EXERCISES TO COMPLETE:
1/ In the rows, starting at the line that contains "Identify the thick" and ending at the end of the rows, write out every line again, requests included, with 13 added to each coordinate in the answers. Leave the pictures out.
2/ Carry the article on comparing two SQL Servers further, picking up right after its last line.

SELECTED TEXT:
········

SQL Server Performance Tuning

Comparing Performance of Two SQL Servers: Part 1

Updated
4 min read
Written by
Mark Varnas

How does NEW SQL Server compare to an your OLD one?

Why? Why would you want to compare two SQL Servers?

  1. You just paid $375,000 for a new server hardware. It would be nice to show to your boss that the new server is faster with all this new hardware you convinced him to purchase.
  2. You are migrating SQL Server to the AWS. You have no idea how the NEW server will perform.
  3. You are migrating to new hardware and upgrading to the latest SQL version. How will it perform?
  4. You are simply making few config changes to SQL Server or VMWare or SAN and you need to be 100% sure how this will affect SQL performance. You need that across all workload. Not just for few queries you can test manually.
  5. Test the new SQL Server capacity.

This is especially useful when you know a setting change, will hurt some queries, but it will help the others. This helps to answer that.

Question is simple: I want to compare OLD to NEW.

And when I say compare, I mean, I want it proven with numbers. “It feels faster”- won’t cut it here. We want solid numbers.

You have your OLD SQL Server. Will call this puppy: OLD, ServerA, or current.

You have a NEW SQL Server. Will call it: NEW or ServerB.

NEW SQL box can be anything and live anywhere

  1. Newly purchased on-premises server.

········

INPUT:
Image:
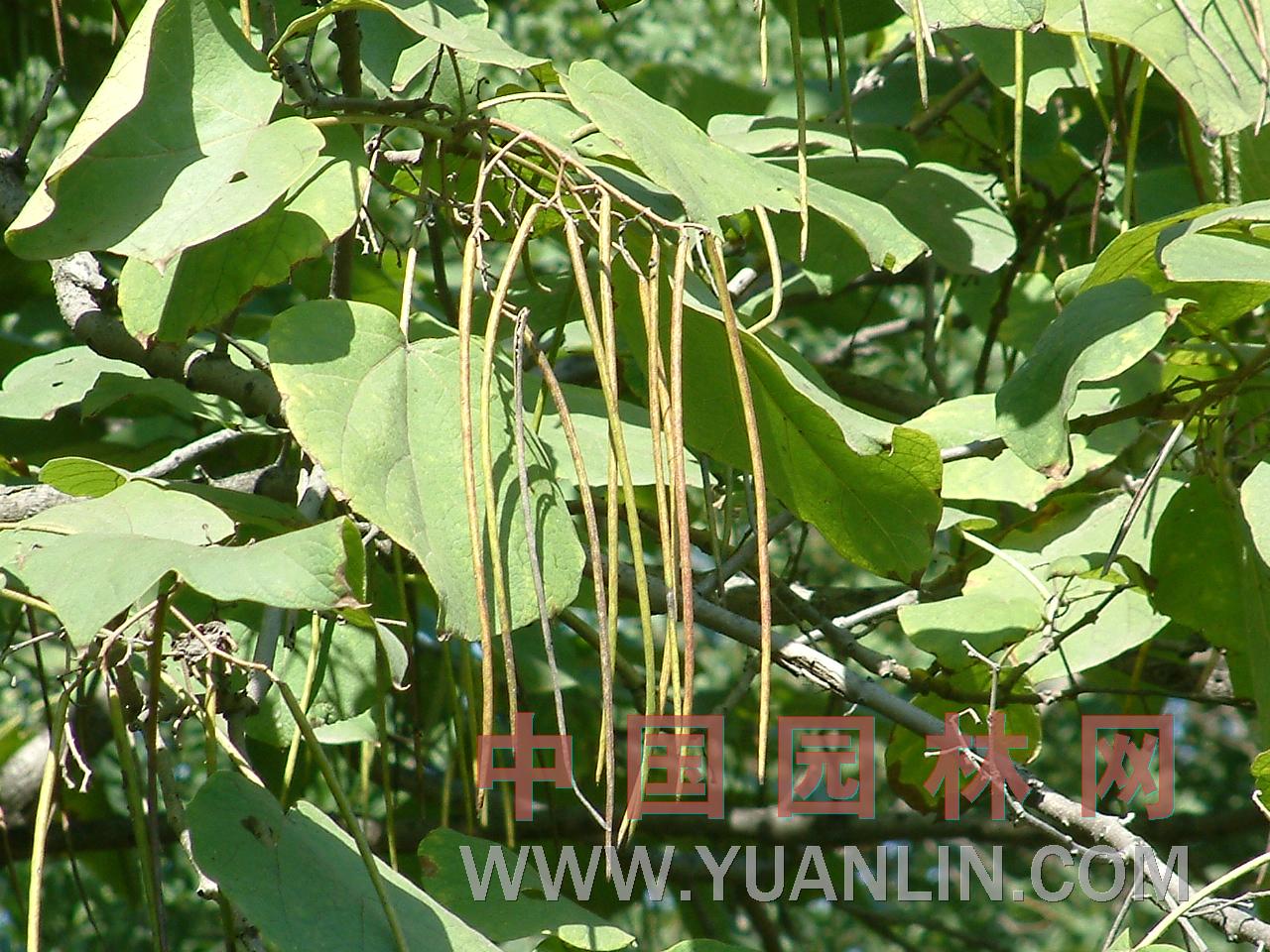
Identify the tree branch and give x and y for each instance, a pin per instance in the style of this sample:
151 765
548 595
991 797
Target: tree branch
812 665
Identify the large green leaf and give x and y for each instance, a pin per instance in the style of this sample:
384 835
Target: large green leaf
590 426
137 509
345 679
1255 502
500 919
299 879
1137 254
381 416
710 179
206 284
1123 619
1051 62
1100 334
1007 477
1206 50
870 488
37 389
893 211
1230 245
945 208
1001 14
94 558
1209 576
1198 561
458 24
175 149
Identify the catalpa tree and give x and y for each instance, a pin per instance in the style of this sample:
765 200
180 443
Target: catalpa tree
675 451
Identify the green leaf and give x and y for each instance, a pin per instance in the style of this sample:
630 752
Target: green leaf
94 558
590 426
1198 560
908 765
985 621
1209 578
503 920
892 209
1049 60
381 416
137 509
458 24
947 209
345 682
157 395
1008 479
870 488
1255 500
1000 14
1260 771
710 179
1082 527
206 284
1206 51
79 476
857 17
37 389
149 173
1135 254
299 879
1102 333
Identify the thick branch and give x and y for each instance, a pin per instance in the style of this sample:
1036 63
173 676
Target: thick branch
832 675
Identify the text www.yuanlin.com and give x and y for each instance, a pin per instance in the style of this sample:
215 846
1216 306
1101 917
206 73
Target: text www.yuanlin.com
1100 874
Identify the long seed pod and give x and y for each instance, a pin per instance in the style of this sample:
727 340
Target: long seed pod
921 44
801 102
588 511
607 358
714 250
471 249
844 87
774 266
486 449
477 547
651 306
680 489
608 385
44 820
1020 104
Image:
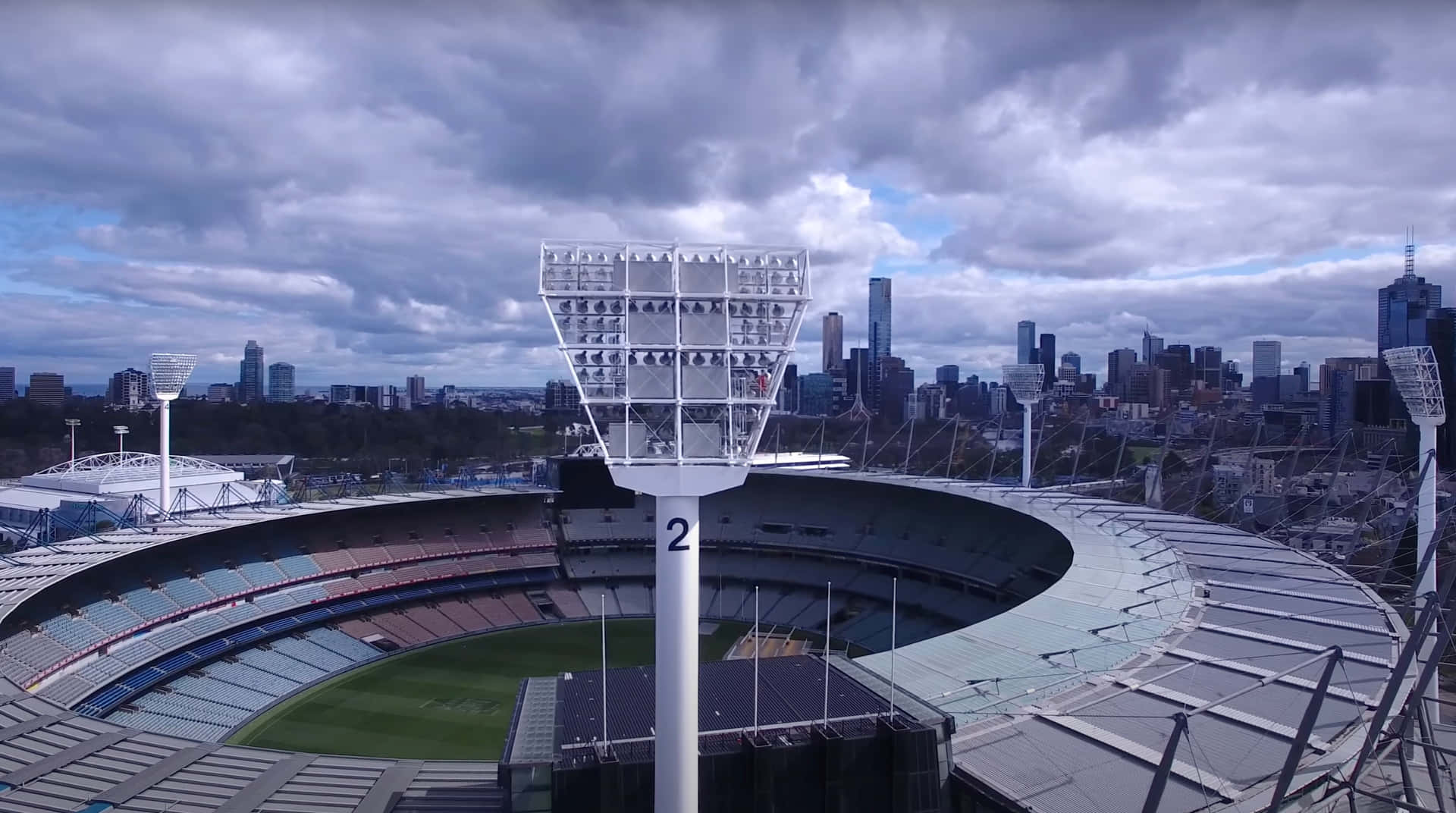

········

ANSWERS TO THE PROBLEMS:
1/
Identify the thick branch and give x and y for each instance, a pin per instance in the style of this sample:
1036 63
173 676
Target: thick branch
845 688
Identify the text www.yuanlin.com and give x and y for each instance, a pin per instance in the style of this sample:
215 846
1216 306
1101 917
206 73
Target: text www.yuanlin.com
1113 887
Identify the long seed pod and give x and y for each instance, a pin per instance in the style of this sample:
727 340
Target: long seed pod
934 57
814 115
601 524
620 371
727 263
484 262
857 100
787 279
499 462
490 560
664 319
693 502
621 398
57 833
1033 117
Image:

2/
  2. New server in AWS or Azure or Rackspace or any boutique cloud provider.
  3. New hardware with a new version of SQL Server.
  4. Same everything, just some code or setting changes.

So OLD vs. NEW – are just concepts. In reality, they can be anything.

NEW encompasses whatever new things we are introducing: hardware, settings, code, etc.

I will use an example of migrating from OLD SQL Server hardware to NEW.

While migrating, will upgrade SQL Server versions too.

Will create this NEW server using all the best SQL Server practices known to man.

We going to go through a lot of testing here. So why would you not have everything set as the best, right?

To sum up, the changes I am introducing

  1. New hardware
  2. New SQL version
  3. New settings

If you are working on a really important SQL Server, then you want to compare the performance of OLD vs. NEW.

How do you do this?

This is where SQL Distributed Replay feature comes in.

  • One of the least known features in SQL Server.
  • Why? Because to use Distributed Replay (or DReplay) properly takes a ton of setup to get one single answer.
  • It is easy? Hell no!
  • Is it super useful? Yup!
  • Oh, and here is the exact result you going to end up with:

I will explain what these screenshots mean in Part 2.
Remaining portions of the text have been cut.